TASK ITEM:
Find every line in the records that holds the string "below". Copy each one.

● ● ●

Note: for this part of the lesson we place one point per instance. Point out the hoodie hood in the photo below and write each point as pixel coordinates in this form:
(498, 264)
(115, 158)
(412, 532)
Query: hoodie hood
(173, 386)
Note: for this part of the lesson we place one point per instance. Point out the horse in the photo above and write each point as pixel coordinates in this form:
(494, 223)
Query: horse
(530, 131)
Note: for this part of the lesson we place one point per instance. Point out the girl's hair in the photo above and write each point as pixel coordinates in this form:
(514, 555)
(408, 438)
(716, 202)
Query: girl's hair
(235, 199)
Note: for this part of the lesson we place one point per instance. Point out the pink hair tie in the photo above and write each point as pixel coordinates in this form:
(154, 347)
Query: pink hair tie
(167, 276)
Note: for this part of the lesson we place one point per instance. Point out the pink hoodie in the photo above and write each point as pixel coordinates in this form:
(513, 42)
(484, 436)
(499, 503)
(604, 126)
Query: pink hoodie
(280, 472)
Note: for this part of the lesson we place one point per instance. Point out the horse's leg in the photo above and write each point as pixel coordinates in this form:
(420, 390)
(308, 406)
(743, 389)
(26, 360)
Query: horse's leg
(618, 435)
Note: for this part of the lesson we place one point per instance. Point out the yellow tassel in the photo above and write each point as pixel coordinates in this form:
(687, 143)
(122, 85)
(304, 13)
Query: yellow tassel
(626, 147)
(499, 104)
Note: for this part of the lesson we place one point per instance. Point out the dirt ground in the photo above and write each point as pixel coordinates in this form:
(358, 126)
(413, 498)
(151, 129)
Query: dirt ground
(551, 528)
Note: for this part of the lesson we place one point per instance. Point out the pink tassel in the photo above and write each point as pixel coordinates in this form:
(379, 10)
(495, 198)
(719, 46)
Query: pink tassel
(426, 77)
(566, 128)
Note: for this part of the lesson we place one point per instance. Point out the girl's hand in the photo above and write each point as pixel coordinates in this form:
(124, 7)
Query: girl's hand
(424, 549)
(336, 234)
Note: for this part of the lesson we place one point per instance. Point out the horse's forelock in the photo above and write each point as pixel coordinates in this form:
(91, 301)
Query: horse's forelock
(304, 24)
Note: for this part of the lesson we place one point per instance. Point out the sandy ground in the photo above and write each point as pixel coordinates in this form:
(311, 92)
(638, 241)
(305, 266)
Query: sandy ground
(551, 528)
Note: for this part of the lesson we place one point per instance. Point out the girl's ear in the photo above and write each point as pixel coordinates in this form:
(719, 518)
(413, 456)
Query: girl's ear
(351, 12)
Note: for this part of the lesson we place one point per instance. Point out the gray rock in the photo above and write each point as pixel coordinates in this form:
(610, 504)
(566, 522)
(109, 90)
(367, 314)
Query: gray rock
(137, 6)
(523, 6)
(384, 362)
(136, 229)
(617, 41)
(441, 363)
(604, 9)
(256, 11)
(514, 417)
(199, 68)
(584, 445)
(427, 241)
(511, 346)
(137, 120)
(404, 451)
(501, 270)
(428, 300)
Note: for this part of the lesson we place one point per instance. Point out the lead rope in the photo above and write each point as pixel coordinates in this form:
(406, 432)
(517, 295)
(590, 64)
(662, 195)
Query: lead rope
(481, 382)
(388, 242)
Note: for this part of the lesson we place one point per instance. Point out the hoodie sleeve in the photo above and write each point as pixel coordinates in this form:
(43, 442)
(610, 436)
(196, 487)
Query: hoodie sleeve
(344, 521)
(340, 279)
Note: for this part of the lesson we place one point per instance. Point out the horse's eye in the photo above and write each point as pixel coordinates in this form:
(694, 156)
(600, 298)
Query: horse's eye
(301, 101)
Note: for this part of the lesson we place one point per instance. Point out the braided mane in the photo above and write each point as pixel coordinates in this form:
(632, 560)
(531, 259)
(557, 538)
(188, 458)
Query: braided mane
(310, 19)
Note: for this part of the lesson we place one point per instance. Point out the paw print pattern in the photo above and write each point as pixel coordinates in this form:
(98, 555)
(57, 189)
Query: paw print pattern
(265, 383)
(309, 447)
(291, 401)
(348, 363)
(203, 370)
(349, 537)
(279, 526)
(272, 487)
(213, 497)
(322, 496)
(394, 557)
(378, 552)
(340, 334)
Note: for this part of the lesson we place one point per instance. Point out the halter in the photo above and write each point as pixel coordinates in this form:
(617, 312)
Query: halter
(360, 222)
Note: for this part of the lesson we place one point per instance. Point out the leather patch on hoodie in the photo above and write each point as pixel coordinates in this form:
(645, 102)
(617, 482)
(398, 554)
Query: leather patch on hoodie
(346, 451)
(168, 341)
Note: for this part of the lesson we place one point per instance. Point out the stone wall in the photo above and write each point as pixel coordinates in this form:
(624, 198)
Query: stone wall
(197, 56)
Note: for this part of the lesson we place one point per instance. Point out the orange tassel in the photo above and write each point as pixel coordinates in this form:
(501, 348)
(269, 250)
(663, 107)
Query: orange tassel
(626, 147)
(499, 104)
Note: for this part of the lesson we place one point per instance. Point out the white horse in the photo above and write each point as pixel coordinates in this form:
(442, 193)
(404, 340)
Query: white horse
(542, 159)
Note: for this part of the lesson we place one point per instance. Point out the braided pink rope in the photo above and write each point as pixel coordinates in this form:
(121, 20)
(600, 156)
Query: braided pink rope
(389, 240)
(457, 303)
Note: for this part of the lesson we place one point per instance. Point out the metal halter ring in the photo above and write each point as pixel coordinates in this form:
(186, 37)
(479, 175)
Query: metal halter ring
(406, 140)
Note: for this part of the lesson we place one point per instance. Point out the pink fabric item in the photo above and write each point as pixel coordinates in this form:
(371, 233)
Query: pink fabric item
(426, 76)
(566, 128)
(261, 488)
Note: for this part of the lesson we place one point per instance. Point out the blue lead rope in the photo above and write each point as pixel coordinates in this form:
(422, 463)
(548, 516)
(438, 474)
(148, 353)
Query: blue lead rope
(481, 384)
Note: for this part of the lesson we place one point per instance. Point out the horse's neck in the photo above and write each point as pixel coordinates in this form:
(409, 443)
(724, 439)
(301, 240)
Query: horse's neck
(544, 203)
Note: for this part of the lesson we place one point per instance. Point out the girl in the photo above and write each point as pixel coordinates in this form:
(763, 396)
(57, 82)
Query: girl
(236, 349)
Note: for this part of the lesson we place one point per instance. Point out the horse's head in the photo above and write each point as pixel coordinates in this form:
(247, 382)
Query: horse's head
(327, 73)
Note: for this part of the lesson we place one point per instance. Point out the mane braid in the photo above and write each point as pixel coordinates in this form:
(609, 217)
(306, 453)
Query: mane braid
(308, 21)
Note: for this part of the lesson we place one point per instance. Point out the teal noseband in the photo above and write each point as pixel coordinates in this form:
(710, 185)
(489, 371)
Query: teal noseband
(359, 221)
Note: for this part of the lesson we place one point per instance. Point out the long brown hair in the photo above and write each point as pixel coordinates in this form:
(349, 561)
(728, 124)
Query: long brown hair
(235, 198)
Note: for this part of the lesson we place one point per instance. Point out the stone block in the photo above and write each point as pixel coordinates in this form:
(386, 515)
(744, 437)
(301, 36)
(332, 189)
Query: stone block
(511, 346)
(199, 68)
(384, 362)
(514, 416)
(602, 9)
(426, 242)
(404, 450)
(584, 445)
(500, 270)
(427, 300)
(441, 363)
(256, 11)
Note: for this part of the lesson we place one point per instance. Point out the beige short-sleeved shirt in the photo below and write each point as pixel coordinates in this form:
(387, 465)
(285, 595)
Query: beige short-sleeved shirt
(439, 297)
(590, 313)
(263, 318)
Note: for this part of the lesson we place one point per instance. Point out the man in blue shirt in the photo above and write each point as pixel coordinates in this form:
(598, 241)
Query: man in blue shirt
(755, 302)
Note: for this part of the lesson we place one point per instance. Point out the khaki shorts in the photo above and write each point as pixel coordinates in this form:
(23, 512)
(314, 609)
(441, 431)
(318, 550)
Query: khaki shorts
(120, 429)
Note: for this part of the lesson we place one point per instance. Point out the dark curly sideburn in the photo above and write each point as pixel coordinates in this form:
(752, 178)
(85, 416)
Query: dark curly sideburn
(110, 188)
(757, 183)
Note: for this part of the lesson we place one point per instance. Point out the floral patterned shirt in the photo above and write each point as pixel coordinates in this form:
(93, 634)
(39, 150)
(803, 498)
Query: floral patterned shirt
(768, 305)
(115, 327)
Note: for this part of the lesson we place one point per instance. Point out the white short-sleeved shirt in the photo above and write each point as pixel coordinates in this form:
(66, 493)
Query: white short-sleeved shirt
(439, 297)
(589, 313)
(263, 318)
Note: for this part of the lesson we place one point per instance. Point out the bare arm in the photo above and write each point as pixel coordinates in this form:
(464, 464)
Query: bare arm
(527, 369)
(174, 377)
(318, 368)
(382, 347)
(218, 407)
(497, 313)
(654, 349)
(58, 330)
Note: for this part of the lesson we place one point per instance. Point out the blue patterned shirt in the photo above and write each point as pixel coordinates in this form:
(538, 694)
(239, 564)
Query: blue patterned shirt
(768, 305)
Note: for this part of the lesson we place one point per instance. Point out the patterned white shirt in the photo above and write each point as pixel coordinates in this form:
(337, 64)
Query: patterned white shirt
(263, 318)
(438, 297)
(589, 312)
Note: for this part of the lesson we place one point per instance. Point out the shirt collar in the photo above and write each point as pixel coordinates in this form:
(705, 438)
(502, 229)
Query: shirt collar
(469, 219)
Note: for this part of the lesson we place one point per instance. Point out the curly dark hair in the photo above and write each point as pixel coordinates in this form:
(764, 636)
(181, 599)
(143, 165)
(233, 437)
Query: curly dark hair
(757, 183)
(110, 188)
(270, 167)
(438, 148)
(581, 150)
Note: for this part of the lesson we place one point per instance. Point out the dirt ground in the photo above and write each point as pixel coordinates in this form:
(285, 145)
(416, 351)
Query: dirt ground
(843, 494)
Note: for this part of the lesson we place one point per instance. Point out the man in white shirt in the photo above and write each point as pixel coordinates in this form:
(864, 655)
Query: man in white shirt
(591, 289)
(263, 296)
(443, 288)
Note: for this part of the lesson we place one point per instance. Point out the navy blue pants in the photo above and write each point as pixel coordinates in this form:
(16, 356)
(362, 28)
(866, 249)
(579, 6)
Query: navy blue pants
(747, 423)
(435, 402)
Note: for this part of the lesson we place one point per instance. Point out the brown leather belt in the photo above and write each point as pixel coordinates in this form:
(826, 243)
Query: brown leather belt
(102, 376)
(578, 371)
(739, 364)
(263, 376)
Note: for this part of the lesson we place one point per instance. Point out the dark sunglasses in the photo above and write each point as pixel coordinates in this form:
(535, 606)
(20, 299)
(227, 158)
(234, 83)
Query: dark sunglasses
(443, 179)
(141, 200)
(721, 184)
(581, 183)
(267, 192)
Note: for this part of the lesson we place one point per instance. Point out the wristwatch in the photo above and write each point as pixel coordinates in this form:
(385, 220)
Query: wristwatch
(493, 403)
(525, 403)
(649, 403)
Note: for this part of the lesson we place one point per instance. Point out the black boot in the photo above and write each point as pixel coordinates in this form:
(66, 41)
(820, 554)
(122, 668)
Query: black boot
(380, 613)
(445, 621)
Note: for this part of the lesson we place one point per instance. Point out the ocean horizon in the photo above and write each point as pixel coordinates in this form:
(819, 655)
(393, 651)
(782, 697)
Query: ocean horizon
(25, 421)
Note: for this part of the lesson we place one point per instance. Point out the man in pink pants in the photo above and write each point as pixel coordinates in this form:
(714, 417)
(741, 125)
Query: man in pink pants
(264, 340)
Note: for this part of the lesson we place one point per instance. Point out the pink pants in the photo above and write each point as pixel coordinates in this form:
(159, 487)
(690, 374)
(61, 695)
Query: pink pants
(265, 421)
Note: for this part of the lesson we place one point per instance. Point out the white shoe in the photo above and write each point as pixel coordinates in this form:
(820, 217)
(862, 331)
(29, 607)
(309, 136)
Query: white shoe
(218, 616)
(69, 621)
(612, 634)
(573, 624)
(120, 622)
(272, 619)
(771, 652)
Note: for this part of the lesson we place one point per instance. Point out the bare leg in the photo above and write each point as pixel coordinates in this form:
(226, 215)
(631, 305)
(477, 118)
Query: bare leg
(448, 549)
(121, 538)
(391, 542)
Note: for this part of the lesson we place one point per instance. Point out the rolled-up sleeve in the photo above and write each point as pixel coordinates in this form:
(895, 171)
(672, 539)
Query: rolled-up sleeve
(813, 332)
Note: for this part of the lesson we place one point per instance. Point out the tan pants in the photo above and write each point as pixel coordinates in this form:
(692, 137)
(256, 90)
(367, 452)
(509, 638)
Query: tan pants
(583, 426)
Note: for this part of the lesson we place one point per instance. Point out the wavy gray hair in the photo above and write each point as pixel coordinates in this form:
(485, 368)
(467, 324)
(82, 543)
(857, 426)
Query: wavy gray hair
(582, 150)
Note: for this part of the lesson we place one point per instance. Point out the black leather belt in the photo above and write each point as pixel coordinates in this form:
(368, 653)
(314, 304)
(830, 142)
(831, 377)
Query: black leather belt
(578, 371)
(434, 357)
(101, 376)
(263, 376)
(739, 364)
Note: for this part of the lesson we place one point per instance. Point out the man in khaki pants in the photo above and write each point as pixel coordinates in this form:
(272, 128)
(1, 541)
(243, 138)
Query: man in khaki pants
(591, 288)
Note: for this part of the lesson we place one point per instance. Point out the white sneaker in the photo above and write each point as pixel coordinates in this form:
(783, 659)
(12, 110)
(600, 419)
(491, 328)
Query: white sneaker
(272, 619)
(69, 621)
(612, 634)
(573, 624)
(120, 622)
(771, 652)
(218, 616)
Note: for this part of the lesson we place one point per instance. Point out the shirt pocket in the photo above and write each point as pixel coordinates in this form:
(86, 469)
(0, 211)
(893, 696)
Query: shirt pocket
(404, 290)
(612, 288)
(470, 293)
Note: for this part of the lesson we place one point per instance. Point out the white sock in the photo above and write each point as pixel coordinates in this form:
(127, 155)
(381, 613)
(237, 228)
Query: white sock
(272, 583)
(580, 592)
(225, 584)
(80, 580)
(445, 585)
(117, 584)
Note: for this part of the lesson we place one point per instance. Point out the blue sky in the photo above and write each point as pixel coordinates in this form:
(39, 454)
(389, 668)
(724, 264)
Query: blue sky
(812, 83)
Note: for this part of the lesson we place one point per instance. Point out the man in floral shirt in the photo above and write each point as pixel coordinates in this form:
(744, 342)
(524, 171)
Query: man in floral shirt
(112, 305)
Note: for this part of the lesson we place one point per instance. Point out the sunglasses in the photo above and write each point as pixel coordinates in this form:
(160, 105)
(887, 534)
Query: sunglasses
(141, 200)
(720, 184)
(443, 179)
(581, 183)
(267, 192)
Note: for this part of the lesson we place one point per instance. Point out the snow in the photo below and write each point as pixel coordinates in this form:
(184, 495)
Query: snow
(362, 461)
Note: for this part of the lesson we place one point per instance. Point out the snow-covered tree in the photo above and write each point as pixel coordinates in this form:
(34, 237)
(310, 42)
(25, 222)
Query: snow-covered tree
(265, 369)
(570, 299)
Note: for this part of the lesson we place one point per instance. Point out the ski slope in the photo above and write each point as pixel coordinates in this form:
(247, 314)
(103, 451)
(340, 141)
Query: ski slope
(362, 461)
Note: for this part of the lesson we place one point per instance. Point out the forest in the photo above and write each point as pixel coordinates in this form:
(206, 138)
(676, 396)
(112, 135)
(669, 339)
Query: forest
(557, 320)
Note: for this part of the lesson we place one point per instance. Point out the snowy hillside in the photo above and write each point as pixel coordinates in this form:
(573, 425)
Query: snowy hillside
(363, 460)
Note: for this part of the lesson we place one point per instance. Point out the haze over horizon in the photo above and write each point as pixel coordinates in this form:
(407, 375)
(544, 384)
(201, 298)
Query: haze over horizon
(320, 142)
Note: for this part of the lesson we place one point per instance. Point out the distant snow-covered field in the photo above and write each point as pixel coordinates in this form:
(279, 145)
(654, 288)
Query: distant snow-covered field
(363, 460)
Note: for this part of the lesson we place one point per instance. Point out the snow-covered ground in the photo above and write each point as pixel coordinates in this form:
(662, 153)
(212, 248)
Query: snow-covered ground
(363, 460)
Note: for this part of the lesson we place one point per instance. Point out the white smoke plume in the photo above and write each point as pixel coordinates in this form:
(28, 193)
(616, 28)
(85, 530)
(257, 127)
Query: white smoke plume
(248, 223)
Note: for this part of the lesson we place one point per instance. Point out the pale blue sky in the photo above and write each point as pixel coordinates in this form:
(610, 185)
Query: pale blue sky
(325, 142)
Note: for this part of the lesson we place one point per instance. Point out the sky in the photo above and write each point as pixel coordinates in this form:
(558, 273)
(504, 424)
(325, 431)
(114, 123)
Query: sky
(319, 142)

● ● ●

ANSWER:
Note: for this part of the lesson we place one point per instance. Point out the hoodie hood in the photo below and write each point as pixel coordinates in this form:
Note: for this part of the lesson we place one point per instance. Point out the beige short-sleeved shirt in the photo below and write each point as pixel coordinates in this form:
Note: for this part of the lesson we place one point per instance. Point out the snow in the photo below and write each point as pixel coordinates in this form:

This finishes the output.